__Exercise__.
Render the stretch of the data from the line containing "Would you be able to pick out the crowd" through the end of the data as a Markdown table with the columns Row and Text, one numbered line per row. Leave out blank lines and pictures.

__Exercise material__.
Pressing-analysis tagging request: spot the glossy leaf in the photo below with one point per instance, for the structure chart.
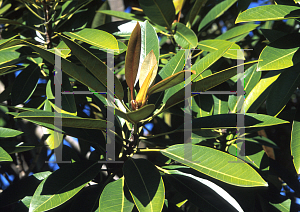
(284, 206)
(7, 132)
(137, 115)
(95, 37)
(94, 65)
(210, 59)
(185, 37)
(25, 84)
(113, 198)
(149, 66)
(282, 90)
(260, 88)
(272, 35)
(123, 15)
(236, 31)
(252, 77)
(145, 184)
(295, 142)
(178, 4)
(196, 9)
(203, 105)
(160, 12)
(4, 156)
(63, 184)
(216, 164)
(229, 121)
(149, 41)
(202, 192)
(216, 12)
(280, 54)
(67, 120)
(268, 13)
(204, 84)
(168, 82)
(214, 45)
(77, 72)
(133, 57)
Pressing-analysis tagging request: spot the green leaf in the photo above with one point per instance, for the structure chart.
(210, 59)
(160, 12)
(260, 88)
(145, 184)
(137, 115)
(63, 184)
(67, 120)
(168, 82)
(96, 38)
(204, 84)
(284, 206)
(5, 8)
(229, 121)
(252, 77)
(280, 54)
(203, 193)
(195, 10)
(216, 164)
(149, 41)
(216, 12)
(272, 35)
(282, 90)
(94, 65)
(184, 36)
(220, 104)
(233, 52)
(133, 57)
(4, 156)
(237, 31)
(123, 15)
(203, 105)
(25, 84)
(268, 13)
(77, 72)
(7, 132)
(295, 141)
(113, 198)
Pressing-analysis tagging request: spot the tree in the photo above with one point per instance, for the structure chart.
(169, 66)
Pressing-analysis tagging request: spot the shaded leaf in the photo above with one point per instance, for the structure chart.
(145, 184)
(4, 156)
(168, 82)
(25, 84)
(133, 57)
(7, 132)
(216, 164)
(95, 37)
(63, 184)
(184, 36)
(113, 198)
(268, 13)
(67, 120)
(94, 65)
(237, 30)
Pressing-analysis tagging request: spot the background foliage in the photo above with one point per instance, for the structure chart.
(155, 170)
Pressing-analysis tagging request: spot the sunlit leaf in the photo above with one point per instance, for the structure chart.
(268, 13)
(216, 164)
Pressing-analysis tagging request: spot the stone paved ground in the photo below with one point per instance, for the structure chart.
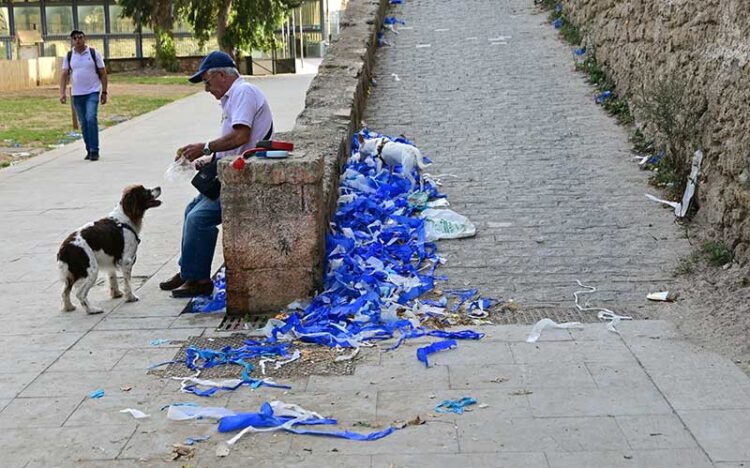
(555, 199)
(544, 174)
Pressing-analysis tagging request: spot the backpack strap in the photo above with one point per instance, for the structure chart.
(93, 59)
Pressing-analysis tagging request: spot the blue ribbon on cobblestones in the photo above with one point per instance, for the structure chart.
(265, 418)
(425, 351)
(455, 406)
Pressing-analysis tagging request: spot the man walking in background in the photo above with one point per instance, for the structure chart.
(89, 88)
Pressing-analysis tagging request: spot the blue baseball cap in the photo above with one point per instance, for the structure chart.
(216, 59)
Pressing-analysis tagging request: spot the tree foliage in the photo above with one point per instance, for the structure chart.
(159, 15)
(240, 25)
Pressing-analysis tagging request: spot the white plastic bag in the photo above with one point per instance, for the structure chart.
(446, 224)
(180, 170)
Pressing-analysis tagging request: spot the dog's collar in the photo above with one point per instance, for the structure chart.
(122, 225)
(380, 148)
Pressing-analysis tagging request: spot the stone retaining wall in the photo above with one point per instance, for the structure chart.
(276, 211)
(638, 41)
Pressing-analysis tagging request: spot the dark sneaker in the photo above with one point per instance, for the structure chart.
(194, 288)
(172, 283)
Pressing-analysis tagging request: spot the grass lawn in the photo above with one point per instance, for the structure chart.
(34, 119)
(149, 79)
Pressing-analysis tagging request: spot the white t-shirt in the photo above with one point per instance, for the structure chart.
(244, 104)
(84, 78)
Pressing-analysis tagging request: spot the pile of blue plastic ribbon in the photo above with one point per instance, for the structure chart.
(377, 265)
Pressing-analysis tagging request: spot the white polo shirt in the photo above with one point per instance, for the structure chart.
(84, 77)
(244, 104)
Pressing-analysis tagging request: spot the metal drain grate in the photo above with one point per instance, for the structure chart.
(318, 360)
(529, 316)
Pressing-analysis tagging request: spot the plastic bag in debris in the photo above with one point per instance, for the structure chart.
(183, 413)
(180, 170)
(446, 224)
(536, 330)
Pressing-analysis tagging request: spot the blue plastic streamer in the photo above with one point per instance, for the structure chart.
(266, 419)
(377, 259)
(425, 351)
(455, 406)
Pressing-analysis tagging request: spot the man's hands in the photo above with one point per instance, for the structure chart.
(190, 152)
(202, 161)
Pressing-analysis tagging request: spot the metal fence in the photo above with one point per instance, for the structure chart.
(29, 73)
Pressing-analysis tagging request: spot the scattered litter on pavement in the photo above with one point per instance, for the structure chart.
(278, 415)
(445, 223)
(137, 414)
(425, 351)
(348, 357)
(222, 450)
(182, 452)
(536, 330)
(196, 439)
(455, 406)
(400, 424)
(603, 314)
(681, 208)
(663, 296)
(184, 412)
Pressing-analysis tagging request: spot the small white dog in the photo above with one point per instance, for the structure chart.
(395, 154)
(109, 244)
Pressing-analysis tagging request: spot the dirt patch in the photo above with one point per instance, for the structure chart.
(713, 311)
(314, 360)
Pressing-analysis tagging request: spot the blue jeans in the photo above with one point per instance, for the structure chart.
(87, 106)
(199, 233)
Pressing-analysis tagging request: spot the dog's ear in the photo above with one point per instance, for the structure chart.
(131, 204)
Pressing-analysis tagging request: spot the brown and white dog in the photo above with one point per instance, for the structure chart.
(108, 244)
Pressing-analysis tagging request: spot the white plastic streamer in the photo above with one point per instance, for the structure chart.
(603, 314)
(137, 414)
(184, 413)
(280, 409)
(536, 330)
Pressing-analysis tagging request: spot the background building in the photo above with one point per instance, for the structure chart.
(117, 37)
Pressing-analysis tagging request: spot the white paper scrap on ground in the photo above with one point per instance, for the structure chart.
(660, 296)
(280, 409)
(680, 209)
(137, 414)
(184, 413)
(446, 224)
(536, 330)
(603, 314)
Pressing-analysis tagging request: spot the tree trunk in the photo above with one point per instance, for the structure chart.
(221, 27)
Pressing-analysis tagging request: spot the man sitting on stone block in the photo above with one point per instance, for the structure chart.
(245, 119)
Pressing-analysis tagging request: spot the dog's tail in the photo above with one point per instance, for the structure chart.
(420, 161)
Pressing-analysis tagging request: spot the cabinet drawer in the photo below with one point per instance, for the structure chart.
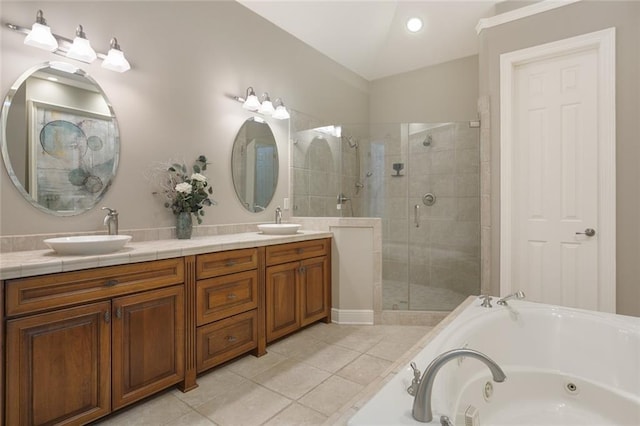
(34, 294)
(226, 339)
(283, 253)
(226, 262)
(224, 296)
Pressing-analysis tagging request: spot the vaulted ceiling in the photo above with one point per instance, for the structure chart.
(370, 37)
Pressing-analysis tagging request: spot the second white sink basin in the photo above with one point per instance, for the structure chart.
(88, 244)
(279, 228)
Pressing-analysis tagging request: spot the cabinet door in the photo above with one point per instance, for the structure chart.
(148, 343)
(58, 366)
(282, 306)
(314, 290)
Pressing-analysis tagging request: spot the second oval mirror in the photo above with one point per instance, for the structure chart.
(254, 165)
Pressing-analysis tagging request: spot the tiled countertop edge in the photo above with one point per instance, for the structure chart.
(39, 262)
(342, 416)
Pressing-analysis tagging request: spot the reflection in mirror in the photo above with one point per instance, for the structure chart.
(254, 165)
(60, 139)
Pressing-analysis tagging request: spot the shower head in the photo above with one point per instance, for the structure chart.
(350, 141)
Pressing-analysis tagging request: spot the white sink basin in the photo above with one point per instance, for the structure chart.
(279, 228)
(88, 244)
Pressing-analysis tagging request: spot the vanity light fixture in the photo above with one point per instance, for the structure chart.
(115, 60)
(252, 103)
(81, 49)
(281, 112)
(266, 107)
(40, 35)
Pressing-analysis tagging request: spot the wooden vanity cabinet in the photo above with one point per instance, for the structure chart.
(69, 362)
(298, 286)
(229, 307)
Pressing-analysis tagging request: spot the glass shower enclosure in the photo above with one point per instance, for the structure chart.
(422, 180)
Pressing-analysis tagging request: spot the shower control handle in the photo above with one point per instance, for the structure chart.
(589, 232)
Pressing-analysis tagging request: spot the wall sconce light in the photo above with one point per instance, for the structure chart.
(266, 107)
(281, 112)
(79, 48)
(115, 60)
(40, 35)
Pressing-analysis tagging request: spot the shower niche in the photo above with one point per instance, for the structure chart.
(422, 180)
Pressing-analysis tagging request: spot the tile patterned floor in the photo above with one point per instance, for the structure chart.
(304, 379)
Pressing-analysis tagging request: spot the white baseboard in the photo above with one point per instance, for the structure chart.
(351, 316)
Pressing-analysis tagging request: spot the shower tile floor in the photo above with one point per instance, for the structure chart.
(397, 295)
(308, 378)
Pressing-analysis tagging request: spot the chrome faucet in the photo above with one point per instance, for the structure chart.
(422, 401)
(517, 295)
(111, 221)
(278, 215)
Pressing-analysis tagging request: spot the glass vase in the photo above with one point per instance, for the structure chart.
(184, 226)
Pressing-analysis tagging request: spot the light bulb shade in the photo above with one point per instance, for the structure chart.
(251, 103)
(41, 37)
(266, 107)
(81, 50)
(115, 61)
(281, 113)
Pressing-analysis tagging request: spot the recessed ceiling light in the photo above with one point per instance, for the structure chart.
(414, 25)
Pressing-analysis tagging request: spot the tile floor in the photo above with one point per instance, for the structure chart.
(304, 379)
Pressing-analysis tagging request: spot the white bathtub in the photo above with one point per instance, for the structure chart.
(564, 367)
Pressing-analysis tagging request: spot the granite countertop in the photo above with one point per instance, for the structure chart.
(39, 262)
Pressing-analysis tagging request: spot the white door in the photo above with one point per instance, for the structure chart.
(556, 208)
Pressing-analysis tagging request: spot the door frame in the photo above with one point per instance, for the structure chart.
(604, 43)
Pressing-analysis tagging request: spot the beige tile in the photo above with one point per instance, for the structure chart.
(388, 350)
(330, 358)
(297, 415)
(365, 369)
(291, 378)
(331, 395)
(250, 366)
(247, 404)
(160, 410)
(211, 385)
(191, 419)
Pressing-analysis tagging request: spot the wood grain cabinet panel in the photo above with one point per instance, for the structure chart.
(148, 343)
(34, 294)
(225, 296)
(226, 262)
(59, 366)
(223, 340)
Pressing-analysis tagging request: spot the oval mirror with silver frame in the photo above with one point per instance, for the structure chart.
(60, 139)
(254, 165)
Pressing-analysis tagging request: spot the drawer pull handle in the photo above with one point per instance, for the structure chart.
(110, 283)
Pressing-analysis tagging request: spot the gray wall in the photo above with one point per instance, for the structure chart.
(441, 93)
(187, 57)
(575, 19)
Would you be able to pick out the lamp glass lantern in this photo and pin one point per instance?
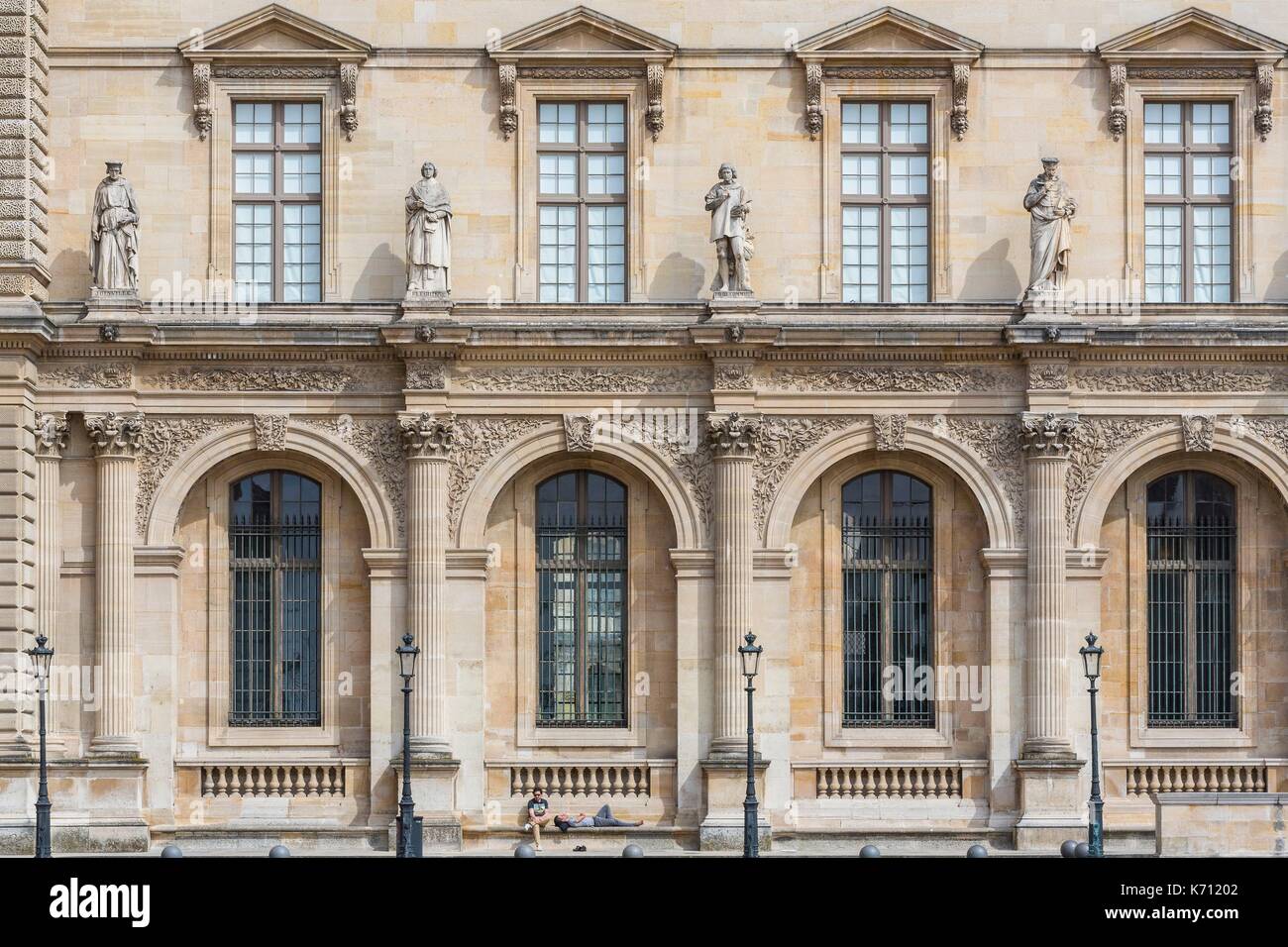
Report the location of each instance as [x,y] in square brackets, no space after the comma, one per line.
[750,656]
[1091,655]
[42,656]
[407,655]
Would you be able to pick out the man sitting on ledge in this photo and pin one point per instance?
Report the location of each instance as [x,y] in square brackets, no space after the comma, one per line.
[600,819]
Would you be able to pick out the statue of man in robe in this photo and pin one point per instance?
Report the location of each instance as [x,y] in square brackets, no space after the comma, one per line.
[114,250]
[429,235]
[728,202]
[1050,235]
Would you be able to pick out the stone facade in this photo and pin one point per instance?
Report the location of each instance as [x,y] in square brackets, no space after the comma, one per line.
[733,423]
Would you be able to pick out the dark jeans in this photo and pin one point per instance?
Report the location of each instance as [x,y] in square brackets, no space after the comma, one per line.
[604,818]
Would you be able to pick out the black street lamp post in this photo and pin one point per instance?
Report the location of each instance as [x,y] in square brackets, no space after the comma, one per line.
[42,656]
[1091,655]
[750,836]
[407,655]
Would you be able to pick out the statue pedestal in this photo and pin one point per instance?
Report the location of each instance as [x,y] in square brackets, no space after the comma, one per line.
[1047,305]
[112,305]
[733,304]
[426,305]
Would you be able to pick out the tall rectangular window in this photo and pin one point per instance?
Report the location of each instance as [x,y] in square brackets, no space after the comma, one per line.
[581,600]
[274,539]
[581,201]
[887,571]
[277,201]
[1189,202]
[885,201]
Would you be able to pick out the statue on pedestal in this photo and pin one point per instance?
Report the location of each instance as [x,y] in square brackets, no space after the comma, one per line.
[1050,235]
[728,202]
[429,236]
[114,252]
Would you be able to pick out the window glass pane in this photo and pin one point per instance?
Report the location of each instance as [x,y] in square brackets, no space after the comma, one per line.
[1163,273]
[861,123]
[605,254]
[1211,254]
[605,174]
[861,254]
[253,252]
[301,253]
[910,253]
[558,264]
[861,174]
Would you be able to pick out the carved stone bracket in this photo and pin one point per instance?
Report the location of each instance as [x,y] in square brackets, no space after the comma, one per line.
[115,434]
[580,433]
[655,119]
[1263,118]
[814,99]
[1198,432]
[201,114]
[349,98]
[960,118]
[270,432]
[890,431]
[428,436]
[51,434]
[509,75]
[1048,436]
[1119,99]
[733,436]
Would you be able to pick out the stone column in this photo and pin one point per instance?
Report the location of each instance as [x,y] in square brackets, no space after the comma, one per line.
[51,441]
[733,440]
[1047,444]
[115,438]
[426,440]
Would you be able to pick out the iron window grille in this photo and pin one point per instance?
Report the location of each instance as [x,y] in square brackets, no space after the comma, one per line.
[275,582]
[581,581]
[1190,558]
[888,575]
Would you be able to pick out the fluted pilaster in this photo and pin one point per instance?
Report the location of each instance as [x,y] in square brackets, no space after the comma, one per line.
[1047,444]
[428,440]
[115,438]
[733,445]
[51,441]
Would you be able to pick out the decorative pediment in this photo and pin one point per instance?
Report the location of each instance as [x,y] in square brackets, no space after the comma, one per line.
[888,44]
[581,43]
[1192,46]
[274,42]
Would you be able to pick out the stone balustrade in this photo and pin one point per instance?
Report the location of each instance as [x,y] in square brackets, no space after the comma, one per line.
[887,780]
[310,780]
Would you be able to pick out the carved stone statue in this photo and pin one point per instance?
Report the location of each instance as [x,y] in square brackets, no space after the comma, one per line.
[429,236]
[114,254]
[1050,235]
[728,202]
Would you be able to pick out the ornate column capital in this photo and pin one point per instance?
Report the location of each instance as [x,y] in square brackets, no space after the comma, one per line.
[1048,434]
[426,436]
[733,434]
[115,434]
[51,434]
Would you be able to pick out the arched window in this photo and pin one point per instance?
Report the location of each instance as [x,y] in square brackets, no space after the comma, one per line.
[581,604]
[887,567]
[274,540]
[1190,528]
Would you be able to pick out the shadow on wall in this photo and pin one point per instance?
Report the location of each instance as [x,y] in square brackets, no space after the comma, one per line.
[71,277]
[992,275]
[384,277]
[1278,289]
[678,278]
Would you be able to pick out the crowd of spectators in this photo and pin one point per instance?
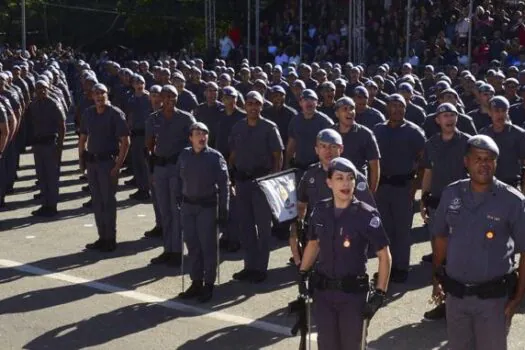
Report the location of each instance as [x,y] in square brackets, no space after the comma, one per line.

__Answer to the problem__.
| Row | Text |
|---|---|
| 1 | Would you be able to pick out the crowd of spectators in this photo and pin one point per instance? |
| 2 | Report the location of each instance as [x,y] in square brackets, no space after the comma, one per line. |